▶ _SHORT EXERCISE_:
Convert every line of the records below into a Markdown table with two columns, No. and Line. Number each row, skip blank lines, and leave the pictures out.
>> Start RECORDS TO PROCESS
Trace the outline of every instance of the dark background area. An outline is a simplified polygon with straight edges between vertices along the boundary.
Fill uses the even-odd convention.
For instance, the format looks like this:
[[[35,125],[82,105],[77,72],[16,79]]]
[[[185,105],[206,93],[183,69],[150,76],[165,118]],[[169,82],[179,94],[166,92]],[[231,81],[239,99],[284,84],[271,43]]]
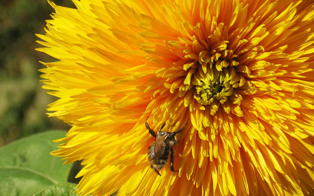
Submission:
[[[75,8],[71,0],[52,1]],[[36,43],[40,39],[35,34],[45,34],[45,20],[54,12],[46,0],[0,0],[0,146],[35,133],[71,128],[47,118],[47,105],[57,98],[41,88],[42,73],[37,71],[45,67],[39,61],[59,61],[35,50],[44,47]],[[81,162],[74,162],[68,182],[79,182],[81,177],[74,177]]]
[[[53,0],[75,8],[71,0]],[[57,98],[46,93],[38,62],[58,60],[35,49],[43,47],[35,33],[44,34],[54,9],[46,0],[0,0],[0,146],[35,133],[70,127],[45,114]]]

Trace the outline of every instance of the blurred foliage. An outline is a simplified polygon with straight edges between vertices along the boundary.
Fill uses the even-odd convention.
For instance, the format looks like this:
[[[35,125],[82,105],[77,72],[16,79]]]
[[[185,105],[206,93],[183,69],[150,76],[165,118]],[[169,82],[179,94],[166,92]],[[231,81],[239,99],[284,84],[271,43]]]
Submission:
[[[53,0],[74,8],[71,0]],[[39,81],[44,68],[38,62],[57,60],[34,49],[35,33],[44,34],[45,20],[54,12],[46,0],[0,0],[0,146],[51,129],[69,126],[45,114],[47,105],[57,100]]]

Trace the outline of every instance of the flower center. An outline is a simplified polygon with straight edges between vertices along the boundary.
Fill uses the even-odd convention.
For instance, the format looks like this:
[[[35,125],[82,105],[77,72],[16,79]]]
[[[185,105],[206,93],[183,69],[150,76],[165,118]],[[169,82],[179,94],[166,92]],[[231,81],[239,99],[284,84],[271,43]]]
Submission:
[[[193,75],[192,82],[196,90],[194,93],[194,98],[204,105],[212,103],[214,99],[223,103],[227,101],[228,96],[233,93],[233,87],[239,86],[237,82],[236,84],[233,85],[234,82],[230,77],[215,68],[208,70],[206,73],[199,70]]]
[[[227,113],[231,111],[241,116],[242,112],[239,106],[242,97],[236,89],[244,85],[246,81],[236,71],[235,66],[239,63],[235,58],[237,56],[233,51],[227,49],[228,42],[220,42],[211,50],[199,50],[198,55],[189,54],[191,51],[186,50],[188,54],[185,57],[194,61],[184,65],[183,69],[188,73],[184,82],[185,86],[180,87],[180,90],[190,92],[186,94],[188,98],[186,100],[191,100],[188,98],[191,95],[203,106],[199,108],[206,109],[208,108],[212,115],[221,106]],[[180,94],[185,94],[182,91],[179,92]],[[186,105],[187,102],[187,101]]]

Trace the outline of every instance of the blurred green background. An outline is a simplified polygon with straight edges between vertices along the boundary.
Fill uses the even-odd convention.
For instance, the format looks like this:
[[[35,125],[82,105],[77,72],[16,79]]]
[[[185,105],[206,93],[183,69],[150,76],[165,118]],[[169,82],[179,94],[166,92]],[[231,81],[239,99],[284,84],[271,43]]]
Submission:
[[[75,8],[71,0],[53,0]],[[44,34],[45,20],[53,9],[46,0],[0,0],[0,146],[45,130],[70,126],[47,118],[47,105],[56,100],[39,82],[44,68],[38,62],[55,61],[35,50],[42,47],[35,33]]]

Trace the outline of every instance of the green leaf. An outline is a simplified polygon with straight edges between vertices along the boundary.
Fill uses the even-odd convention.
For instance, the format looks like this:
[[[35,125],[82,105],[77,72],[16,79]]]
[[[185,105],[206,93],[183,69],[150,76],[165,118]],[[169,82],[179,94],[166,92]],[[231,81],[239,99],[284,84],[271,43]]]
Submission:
>> End RECORDS TO PROCESS
▶ _ANSWER TO THE EXERCISE_:
| No. | Line |
|---|---|
| 1 | Trace the outline of every instance of the dark background area. An outline is a simplified polygon with straight edges between vertices along the boundary. |
| 2 | Fill uses the even-odd convention. |
| 3 | For instance, the format looks like this: |
| 4 | [[[35,125],[82,105],[77,72],[16,79]]] |
| 5 | [[[185,105],[206,93],[183,69],[150,76],[165,118]],[[169,82],[179,94],[166,92]],[[231,81],[239,99],[284,84],[271,43]]] |
| 6 | Submission: |
| 7 | [[[75,8],[71,0],[52,1]],[[36,43],[40,39],[35,34],[45,34],[45,20],[54,12],[46,0],[0,0],[0,146],[35,133],[71,128],[47,118],[47,105],[57,98],[41,88],[42,73],[37,71],[45,67],[39,61],[59,61],[35,50],[44,47]],[[81,162],[74,162],[68,182],[79,182],[81,177],[74,177]]] |
| 8 | [[[53,0],[75,8],[71,0]],[[57,98],[46,93],[38,62],[58,60],[35,49],[43,47],[35,33],[44,34],[54,9],[46,0],[0,0],[0,146],[35,133],[70,127],[45,114]]] |
| 9 | Trace the outline of every instance of the blurred foliage. An outline is a simplified polygon with straight edges between vertices along the boundary. |
| 10 | Fill uses the even-odd convention. |
| 11 | For instance, the format looks like this: |
| 12 | [[[35,125],[82,105],[77,72],[16,79]]] |
| 13 | [[[185,105],[206,93],[183,69],[150,76],[165,118]],[[169,82],[179,94],[166,92]],[[231,81],[239,99],[284,84],[271,43]]] |
| 14 | Submission: |
| 15 | [[[53,0],[74,8],[71,0]],[[39,81],[44,68],[38,62],[57,60],[34,49],[35,33],[44,34],[45,20],[54,12],[46,0],[0,0],[0,146],[51,129],[69,126],[45,114],[47,105],[57,100]]] |
| 16 | Trace the outline of every instance of the flower center. An outline is a simplified polygon with straight edges between vertices along the boundary. |
| 17 | Fill uses the even-odd convention. |
| 18 | For instance, the format looks like this: |
| 19 | [[[35,125],[82,105],[77,72],[16,79]]] |
| 20 | [[[185,105],[206,93],[183,69],[150,76],[165,118]],[[169,82],[179,94],[166,92]],[[231,81],[239,99],[284,84],[271,43]]] |
| 21 | Submission: |
| 22 | [[[193,75],[192,82],[196,90],[194,93],[194,98],[204,105],[212,103],[214,99],[223,103],[227,101],[228,96],[233,93],[233,87],[239,86],[237,82],[236,84],[233,85],[234,82],[230,77],[215,68],[208,70],[206,73],[199,70]]] |
| 23 | [[[227,113],[231,111],[241,116],[242,112],[239,106],[242,97],[236,89],[244,85],[246,81],[236,71],[235,66],[239,63],[235,58],[237,56],[233,51],[227,49],[228,42],[220,42],[211,50],[199,50],[198,55],[189,54],[191,51],[186,50],[188,54],[185,57],[194,61],[184,65],[183,69],[188,73],[184,82],[185,86],[180,87],[180,90],[190,92],[186,94],[188,98],[186,100],[191,100],[188,98],[191,95],[203,106],[199,108],[206,109],[208,108],[212,115],[221,106]],[[180,94],[185,94],[182,91],[179,92]],[[186,105],[187,102],[187,101]]] |
| 24 | Trace the outline of every instance of the blurred green background. An outline is a simplified polygon with straight edges between vertices along the boundary. |
| 25 | Fill uses the even-odd convention. |
| 26 | For instance, the format looks like this: |
| 27 | [[[35,125],[82,105],[77,72],[16,79]]] |
| 28 | [[[185,105],[206,93],[183,69],[150,76],[165,118]],[[169,82],[179,94],[166,92]],[[231,81],[239,99],[284,84],[271,43]]] |
| 29 | Submission: |
| 30 | [[[75,8],[71,0],[53,0]],[[44,34],[45,20],[53,9],[46,0],[0,0],[0,146],[45,130],[70,126],[47,118],[47,105],[56,100],[39,82],[44,68],[38,62],[55,61],[35,50],[42,47],[35,33]]] |
| 31 | Trace the outline of every instance of the green leaf. An outline is a simplified polygon with straight edges between vertices along the boundary. |
| 32 | Fill uses the even-odd convention. |
| 33 | For instance, the format looks like this: |
| 34 | [[[35,125],[82,105],[77,72],[16,79]]] |
| 35 | [[[185,105],[206,93],[183,69],[150,76],[165,118]],[[169,82],[179,94],[166,92]],[[231,81],[239,99],[284,84],[271,43]]] |
| 36 | Submission: |